### MATERIAL PROVIDED
────
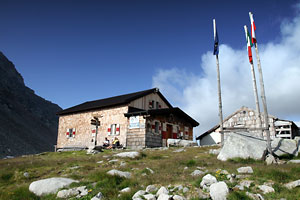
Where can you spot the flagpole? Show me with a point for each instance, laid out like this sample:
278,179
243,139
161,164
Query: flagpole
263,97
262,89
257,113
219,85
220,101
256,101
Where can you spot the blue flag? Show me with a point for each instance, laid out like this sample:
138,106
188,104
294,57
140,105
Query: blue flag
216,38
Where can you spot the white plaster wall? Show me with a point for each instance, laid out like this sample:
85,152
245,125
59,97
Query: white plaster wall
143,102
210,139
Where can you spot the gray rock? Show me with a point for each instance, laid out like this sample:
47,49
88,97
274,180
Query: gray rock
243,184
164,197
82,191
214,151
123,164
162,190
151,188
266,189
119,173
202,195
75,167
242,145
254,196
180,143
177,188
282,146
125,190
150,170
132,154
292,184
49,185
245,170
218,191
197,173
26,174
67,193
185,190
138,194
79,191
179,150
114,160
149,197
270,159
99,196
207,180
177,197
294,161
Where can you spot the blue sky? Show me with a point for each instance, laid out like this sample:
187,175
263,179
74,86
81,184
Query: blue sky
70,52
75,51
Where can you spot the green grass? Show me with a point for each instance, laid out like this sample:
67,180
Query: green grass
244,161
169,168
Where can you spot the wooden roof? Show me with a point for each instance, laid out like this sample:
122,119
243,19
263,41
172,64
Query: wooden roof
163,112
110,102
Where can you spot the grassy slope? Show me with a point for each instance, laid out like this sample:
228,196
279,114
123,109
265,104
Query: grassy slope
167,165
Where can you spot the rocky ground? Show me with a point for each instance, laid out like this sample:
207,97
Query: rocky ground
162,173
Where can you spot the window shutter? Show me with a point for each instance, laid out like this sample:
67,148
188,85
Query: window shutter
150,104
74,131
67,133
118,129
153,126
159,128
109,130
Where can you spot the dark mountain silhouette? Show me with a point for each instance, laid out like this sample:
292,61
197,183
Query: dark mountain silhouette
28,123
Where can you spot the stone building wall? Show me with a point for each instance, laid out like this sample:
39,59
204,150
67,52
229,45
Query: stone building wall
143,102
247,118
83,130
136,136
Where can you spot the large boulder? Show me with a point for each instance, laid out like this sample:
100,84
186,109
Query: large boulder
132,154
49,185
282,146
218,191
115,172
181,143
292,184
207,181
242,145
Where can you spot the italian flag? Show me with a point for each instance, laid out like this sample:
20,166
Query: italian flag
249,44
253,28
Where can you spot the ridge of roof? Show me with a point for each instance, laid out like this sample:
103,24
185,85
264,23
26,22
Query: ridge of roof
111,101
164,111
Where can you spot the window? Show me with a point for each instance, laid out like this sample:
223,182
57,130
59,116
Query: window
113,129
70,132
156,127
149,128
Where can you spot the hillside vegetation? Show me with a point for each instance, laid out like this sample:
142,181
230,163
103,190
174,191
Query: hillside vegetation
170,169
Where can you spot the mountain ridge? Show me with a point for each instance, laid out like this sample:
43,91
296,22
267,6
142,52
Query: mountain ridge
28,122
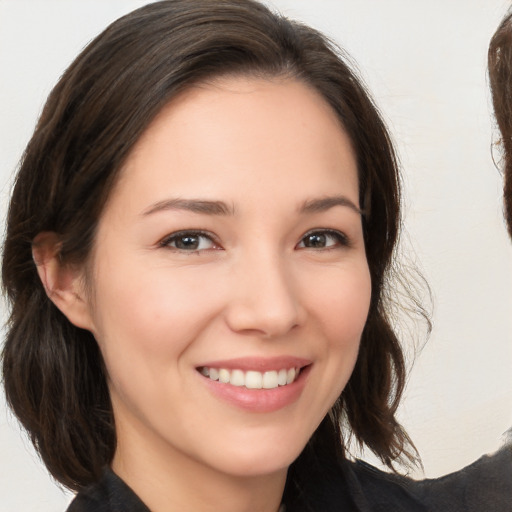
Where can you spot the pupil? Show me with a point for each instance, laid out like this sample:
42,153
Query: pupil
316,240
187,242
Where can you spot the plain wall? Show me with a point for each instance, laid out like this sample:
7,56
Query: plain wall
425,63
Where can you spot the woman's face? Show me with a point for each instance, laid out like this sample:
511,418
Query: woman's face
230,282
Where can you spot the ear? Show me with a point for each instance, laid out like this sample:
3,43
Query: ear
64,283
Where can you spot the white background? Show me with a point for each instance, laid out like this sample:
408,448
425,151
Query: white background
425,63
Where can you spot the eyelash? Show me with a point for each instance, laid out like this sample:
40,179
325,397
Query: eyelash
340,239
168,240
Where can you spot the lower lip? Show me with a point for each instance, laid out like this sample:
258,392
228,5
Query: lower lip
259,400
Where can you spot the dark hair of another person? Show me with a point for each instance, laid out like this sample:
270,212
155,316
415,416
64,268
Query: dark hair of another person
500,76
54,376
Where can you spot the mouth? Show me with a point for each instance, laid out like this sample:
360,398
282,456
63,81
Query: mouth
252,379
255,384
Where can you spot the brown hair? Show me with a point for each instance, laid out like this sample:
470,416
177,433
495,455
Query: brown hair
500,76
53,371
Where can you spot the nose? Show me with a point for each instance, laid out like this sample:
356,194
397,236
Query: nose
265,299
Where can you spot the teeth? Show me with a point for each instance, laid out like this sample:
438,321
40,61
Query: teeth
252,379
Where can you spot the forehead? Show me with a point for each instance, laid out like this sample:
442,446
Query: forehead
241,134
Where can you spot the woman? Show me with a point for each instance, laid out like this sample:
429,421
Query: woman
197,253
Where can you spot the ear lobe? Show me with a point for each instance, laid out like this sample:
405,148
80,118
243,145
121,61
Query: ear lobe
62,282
────
### TASK TO CARRY OUT
Nothing but the listing, copied exactly and stripped of its images, should appear in the response.

### THE ANSWER
Where can you spot the flagpole? Show me with a point for each instance, laid out like this sample:
278,179
243,139
161,164
Query: flagpole
263,97
262,89
257,113
219,85
220,101
256,101
Where can you spot the blue flag? Show me with a point for each instance, laid out like this sample:
138,106
188,104
294,57
140,105
Query: blue flag
216,38
Where can you spot the white plaster wall? Show me with a point for each instance, laid out like this sample:
85,152
245,125
59,97
Query: white plaster wall
143,102
210,139
Where can you spot the gray rock? Show me with a point for each instance, laid out like this sample:
47,49
88,97
274,180
Query: gray rock
243,184
164,197
82,191
214,151
123,164
162,190
151,188
266,189
119,173
202,195
75,167
242,145
254,196
180,143
177,188
282,146
125,190
150,170
132,154
292,184
49,185
245,170
218,191
197,173
26,174
67,193
185,190
138,194
79,191
179,150
114,160
149,197
270,159
99,196
207,180
177,197
294,161
Where can you spot the blue sky? Show me with a point for each instance, laid out like this sample:
187,175
263,179
74,86
81,184
Query: blue sky
70,52
75,51
Where can you spot the green grass? Show me with a point for each instance, laid out like this sample:
67,180
Query: green grass
244,161
169,168
Where can you spot the wooden roof? Show me with a point for each instance, laid out like this sample:
122,119
243,19
263,41
172,64
Query: wooden roof
163,112
110,102
Where can you spot the grassy slope? Show me with a point for each instance, laid out like this sample:
228,196
279,114
123,109
265,104
Query: grassy slope
167,165
Where can you spot the rocky ground? Show me with a point for each instance, laid out like this sample:
207,97
Query: rocky ground
162,173
Where can you spot the window shutter? Show me with a point for each instance, laid out like this sample:
67,148
188,85
Query: window shutter
150,104
74,131
67,133
118,129
153,126
159,128
109,130
Where can you spot the dark mountain silhouette? Show me with a point for each instance, laid out like this sample:
292,61
197,183
Query: dark mountain silhouette
28,123
Where can you spot the stone building wall? Show me with a point for each instance, laid out like this sample:
39,59
204,150
67,52
229,45
Query: stone building wall
143,102
247,118
83,130
136,136
Where can you spot the large boulder? Show me with a point for each instance, laid out like this sample:
100,84
186,109
Query: large boulder
132,154
49,185
282,146
218,191
115,172
181,143
292,184
207,181
242,145
Where can you spot the italian flag? Show me with a point for each instance, laid out like this sample:
20,166
Query: italian flag
249,44
253,28
Where can you spot the ridge of roof? Show me with a point for each instance, laid out like this sample:
103,24
185,85
264,23
26,22
Query: ridge of roof
111,101
164,111
Where can you spot the window? Show me with a point for each instance, laid out like this sample:
223,182
57,130
59,116
Query: window
113,129
70,132
156,127
149,128
Where can you spot the hillside vegetation? Show me with a point for each instance, laid out like this sample:
142,181
230,163
103,190
174,191
Query: hillside vegetation
170,169
Where can you spot the mountain ridge? Show me with a point for each instance, laid out like this sample:
43,91
296,22
267,6
142,52
Query: mountain ridge
28,122
Where can you spot the pupil? Show me with a point for each instance, laid out like this sample:
42,153
Query: pupil
316,240
187,242
Where can you spot the plain wall? Show me with a point for each instance, laid out like this sample:
7,56
Query: plain wall
425,63
Where can you spot the woman's face? Show me with a point for each instance, laid out like this sample:
511,418
Query: woman's face
230,282
Where can you spot the ear? Show me with a point for each instance, laid out like this sample:
3,43
Query: ear
64,283
Where can you spot the white background? Show me with a point for each instance, laid out like this sample:
408,448
425,151
Query: white background
425,63
Where can you spot the eyelash? Show me with a point for each instance, laid out like this sample:
40,179
325,397
Query: eyelash
340,239
168,240
Where can you spot the lower lip? Show me with a point for each instance, laid out like this sample:
258,392
228,5
Query: lower lip
259,400
Where can you spot the dark hair of another person? Show me with a point for each instance, laid out like this sample:
270,212
155,316
415,416
64,268
Query: dark hair of another person
500,76
54,376
Where can you spot the mouth? Show me with a point for each instance, laid out like this sample:
360,398
282,456
63,81
Query: mouth
252,379
255,384
Where can you spot the brown hair? Show me with a point for each instance, laid out like this sample:
470,416
177,433
495,455
Query: brown hair
500,76
53,371
Where can you spot the nose? Show me with a point for each instance, laid out like this sample:
356,194
397,236
Query: nose
265,299
Where can you spot the teeth? Show me with a point for each instance, laid out like this sample:
438,321
40,61
Query: teeth
252,379
Where can you spot the forehead? Show me with a point for each instance, laid out like this sample:
442,446
Query: forehead
241,134
Where can you spot the woman? Show me with a point for each instance, laid out like this sample:
429,421
Query: woman
197,253
Where can you spot the ear lobe? Show me with a point for each instance, laid out like this sample:
405,148
80,118
243,145
121,61
Query: ear lobe
62,282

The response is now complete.